* _DIRECTION_
Count how many lines of the records contain the string "black", and give only that number.

* _TASK MATERIAL_
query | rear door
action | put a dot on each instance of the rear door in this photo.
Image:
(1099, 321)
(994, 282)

---

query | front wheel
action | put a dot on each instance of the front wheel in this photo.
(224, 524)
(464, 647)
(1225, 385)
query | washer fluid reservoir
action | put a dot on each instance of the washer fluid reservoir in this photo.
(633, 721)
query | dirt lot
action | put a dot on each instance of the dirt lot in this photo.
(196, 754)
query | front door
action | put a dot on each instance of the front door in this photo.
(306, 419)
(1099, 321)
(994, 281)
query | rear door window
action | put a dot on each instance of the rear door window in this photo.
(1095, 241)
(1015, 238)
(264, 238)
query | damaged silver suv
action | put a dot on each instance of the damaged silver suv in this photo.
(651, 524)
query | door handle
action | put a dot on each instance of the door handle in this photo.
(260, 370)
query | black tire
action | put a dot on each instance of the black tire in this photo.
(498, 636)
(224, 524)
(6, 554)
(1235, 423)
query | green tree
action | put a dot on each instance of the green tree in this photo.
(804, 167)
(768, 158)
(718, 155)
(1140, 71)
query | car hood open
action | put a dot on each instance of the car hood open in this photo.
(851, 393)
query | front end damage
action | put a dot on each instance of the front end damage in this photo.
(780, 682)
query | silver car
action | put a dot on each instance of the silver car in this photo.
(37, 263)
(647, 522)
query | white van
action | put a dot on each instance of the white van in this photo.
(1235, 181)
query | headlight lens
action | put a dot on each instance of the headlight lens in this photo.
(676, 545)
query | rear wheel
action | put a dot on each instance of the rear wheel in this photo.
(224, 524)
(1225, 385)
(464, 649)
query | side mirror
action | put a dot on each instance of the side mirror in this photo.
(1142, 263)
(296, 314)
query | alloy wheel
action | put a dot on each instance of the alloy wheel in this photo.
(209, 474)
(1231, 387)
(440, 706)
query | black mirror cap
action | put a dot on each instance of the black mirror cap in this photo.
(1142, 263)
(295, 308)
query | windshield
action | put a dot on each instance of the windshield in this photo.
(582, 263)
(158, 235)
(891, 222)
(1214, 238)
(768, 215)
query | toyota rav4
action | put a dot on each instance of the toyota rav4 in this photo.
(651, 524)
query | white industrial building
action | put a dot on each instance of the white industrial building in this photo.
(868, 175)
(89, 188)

* _REPLY TO THE TASK_
4